WHAT THIS TASK INVOLVES:
Reproduce the data below, starting with its first line and going on through the line containing "x=729, y=76", with every line kept, requests included. Shift each x and y coordinate in the answers by adding 30 to it.

DATASET CONTENT:

-*-

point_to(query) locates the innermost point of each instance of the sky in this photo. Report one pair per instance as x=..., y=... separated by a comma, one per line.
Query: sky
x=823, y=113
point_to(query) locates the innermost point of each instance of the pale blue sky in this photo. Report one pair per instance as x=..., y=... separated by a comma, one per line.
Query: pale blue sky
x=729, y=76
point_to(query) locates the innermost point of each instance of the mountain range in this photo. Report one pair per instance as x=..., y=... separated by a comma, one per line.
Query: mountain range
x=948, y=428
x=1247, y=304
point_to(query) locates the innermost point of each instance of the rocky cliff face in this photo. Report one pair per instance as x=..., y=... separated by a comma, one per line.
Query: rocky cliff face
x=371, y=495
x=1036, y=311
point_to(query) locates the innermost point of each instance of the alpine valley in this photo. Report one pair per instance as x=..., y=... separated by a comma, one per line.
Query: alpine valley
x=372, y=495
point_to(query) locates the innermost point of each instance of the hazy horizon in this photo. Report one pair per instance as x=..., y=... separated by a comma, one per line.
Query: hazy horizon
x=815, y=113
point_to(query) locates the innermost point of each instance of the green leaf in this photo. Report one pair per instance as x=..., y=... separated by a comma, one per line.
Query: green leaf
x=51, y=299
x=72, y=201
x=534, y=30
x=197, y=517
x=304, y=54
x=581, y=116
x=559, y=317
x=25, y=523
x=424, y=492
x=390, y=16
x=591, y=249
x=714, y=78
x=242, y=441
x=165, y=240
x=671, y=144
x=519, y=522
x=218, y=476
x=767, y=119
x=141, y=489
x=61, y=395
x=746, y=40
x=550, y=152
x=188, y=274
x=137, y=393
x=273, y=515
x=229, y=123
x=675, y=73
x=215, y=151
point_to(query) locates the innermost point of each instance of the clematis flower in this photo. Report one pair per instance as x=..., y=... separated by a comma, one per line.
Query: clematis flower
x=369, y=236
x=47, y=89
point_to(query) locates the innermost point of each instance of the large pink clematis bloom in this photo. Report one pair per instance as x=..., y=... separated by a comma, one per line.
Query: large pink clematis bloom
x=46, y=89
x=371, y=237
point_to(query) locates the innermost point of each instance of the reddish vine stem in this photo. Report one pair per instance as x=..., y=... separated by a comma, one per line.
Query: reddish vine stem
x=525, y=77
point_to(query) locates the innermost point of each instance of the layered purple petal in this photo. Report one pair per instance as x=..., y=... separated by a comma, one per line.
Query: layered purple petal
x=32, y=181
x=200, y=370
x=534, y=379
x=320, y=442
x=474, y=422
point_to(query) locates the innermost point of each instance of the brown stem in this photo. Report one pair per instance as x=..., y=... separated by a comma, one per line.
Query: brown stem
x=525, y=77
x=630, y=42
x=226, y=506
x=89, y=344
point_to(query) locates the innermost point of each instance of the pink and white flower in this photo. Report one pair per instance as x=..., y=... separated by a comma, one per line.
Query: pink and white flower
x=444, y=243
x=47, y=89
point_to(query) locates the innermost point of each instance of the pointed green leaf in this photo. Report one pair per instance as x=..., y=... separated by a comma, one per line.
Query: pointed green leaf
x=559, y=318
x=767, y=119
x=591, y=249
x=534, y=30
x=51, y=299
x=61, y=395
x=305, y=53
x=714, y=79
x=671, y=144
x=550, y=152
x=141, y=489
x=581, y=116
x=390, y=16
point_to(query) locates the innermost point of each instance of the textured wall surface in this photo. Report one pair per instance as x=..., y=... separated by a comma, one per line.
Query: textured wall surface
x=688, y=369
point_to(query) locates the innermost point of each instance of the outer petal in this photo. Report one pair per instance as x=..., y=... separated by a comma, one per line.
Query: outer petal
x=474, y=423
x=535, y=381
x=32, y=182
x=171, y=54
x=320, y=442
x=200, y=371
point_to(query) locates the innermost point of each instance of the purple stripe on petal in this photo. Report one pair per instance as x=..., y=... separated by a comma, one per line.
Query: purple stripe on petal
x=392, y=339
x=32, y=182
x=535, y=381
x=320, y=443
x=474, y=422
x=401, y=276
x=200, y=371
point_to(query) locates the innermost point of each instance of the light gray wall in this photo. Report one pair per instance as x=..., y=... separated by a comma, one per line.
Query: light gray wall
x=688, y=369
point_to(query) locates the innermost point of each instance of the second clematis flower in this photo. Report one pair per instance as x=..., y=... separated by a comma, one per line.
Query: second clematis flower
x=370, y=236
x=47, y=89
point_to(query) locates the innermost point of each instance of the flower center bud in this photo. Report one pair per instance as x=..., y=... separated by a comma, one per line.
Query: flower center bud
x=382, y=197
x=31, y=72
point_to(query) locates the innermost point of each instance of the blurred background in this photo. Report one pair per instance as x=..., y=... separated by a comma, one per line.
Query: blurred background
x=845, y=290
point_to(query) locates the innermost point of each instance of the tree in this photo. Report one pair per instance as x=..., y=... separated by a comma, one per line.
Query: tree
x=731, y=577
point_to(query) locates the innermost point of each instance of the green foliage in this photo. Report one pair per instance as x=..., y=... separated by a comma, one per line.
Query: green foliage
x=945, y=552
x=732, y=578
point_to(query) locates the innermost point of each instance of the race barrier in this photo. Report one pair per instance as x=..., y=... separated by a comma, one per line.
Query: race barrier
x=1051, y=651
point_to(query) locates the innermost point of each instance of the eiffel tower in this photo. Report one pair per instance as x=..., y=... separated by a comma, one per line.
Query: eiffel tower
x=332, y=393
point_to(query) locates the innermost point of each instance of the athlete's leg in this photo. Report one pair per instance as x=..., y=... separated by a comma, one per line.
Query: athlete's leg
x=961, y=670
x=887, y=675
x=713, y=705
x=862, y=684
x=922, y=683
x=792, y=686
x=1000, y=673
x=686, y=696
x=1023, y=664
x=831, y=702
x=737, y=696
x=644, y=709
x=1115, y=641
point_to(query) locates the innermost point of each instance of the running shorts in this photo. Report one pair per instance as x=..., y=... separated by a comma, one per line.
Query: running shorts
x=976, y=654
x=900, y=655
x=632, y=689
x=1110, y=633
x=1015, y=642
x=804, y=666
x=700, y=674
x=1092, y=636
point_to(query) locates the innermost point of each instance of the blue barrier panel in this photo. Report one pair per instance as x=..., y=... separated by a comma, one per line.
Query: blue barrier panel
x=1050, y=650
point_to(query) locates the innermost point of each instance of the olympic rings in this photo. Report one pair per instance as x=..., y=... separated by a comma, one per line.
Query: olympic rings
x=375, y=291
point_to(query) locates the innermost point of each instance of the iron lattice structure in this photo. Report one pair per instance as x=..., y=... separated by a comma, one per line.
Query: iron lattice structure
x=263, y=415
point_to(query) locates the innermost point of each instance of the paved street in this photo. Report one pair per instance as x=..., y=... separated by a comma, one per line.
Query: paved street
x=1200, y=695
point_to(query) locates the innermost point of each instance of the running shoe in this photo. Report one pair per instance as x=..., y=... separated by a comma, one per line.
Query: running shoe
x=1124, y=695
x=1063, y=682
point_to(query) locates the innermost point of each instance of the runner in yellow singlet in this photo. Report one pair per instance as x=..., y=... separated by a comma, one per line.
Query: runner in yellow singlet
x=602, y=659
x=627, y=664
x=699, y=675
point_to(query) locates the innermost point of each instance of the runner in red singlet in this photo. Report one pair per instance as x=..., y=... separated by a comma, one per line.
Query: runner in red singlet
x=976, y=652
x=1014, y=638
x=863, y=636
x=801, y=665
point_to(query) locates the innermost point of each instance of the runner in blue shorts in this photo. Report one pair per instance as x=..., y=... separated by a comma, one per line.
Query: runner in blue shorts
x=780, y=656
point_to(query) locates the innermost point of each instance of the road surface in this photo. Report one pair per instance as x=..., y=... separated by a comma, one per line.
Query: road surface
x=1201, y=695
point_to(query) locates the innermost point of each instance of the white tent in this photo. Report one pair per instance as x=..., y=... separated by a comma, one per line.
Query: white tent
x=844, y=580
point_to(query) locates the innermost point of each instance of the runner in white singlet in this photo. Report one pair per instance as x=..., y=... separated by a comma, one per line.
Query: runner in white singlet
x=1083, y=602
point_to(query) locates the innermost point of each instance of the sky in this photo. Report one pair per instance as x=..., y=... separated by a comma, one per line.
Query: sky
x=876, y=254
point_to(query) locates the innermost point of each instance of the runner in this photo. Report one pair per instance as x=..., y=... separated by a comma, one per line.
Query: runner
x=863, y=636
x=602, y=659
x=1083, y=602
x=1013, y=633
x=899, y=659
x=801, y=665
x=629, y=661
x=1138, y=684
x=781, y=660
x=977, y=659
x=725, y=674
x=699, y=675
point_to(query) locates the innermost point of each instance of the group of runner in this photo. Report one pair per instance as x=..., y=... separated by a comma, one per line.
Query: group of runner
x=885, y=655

-*-

OUTPUT FOR THIS TASK:
point_to(query) locates the innermost point of each instance of the sky in this photo. Report one pair per instance as x=..., y=... separated by a comma, one per line.
Query: sky
x=853, y=143
point_to(query) locates the innermost point of each instance of the pale blue sky in this photo. Report one pair per instance as x=..., y=... separated by a comma, one per line.
Query: pale blue sky
x=759, y=106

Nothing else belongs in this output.